Выбранный отрывок »
Цельность букета в вазе достигалась не красочной компактностью, а гармоничным соотношением отдельных цветов и веток. И в зависимости от выбранных цветов букет выражал совсем разные настроения: то легкость и яркость взлета, то нежное смирение полевых цветений, то вдумчивую холодность линий, то гордое великолепие красок... Но от всех этих букетов, как и от ее стихов, всегда веяло очарованием женственности. Рано понявшая, что жизнь полна поэзии и что сказка не бред, Ольга навсегда осталась верна чудесному и сумела воплотить его в своей жизни.
К. М. Веригин. Благоуханность. Воспоминания парфюмера.
Тетя Леля. Двоюродные братья.
Но прежним тайным обаяньем
От них повеяло опять...
А. Фет.
Нечаевы были нашими двоюродными братьями по матери, четвероюродными по отцу, и все детство наше тесно связано с ними. До второго замужества моей тетки (она вышла замуж за Новосильцева) мы постоянно проживали вместе то в одном, то в другом имении. С нежностью вспоминаю я нашу славную семерку: четверо Нечаевых, трое нас. Я был самым старшим, за мной следовала моя двоюродная сестра Зина. С ней связаны мои первые шаги, первые речи, мечты, проказы, и не было у меня лучшего друга, чем она.
После повторного брака тети Лели совместная жизнь прекратилась, но дружба между нами, детьми, еще более усилилась.
Поездки к ним на дачу в те месяцы, когда они бывали в Ялте, были нашим самым большим удовольствием. И наш дом, наши четырнадцать комнат казались нам такими маленькими и незначительными, когда мы сравнивали их с особняком тети.
Правда, это был один из самых больших и лучших домов Ялты и по постройке, и по внутреннему убранству: вся обстановка его была достойна музея. Но не это привлекало нас, а его такой родной и любимый нами дух. Он чувствовался всюду: и в вестибюле, и в детской, и в гостиных... И если каждому дому присущ свой особый запах (дух), то особенно характерен он для обширных и богатых особняков, построенных из хорошего материала, устланных ценным паркетом, убранных дорогими коврами, старинной мебелью и живущих красивой, барской жизнью.

Исходные данные »
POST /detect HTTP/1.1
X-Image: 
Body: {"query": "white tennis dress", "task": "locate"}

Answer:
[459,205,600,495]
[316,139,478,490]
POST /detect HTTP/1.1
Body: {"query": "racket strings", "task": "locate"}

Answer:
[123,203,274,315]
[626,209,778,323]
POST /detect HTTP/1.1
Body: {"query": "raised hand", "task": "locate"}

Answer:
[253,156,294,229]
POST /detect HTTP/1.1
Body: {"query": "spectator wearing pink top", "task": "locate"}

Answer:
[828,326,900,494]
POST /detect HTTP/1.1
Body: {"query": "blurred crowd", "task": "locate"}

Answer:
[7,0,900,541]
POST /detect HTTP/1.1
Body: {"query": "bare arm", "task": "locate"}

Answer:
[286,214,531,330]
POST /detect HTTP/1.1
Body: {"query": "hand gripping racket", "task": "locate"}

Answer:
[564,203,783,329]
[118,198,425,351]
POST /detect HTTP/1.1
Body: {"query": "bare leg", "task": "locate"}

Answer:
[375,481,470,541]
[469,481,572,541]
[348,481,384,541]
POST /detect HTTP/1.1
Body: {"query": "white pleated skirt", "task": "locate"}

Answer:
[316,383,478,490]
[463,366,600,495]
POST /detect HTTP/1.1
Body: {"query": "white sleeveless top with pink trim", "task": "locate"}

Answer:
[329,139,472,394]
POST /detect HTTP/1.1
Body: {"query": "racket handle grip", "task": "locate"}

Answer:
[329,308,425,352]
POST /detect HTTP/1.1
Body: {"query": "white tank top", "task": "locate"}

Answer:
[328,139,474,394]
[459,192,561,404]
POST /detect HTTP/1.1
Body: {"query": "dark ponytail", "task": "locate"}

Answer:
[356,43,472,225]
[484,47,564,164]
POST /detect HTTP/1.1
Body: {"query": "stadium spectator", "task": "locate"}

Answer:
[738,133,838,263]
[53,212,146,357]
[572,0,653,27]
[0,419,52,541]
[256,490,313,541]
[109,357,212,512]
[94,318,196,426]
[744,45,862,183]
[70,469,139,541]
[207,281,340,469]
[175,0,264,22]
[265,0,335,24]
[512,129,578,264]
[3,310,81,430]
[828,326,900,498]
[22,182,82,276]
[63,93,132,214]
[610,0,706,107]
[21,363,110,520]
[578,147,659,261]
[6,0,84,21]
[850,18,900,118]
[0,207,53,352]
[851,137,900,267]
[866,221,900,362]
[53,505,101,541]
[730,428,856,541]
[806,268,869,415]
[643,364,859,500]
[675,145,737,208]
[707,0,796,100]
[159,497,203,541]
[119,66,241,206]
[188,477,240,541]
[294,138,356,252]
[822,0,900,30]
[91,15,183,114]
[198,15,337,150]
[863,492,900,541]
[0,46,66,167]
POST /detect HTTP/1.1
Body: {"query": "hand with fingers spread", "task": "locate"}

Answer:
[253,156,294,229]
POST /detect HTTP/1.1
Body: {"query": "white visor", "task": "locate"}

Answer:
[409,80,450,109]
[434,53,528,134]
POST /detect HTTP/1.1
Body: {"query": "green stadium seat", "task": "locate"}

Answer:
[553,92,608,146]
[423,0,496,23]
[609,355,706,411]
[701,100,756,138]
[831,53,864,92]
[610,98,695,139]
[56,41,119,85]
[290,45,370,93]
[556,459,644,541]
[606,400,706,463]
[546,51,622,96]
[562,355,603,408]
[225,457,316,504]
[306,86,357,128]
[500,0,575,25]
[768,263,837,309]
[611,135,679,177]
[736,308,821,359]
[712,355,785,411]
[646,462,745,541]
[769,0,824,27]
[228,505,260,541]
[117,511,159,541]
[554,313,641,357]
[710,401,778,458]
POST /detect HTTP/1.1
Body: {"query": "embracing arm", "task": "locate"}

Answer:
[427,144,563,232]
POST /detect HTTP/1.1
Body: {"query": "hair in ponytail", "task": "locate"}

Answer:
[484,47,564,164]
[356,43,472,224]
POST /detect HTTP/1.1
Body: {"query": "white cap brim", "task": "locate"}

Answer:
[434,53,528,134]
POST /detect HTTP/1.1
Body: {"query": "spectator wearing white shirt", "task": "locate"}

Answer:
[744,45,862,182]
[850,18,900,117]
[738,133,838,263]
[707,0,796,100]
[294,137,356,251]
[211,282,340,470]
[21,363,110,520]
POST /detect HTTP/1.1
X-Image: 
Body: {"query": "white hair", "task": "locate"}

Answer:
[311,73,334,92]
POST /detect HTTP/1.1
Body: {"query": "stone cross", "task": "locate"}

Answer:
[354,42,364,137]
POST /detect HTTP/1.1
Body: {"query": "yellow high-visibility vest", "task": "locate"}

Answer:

Задания »
a) Процитируйте, пожалуйста, часть отрывка от слов «Но прежним тайным» до слов «друга, чем она.» включительно.
b) Ответьте на вопросы по отрывку:
(i) Сколько комнат было в доме семьи автора?
(ii) За кого тетка вышла замуж во втором браке?
(iii) Кто был лучшим другом автора в детстве?

Ответы »
a)
Но прежним тайным обаяньем
От них повеяло опять...
А. Фет.
Нечаевы были нашими двоюродными братьями по матери, четвероюродными по отцу, и все детство наше тесно связано с ними. До второго замужества моей тетки (она вышла замуж за Новосильцева) мы постоянно проживали вместе то в одном, то в другом имении. С нежностью вспоминаю я нашу славную семерку: четверо Нечаевых, трое нас. Я был самым старшим, за мной следовала моя двоюродная сестра Зина. С ней связаны мои первые шаги, первые речи, мечты, проказы, и не было у меня лучшего друга, чем она.

b)
(i) Четырнадцать.
(ii) За Новосильцева.
(iii) Двоюродная сестра Зина.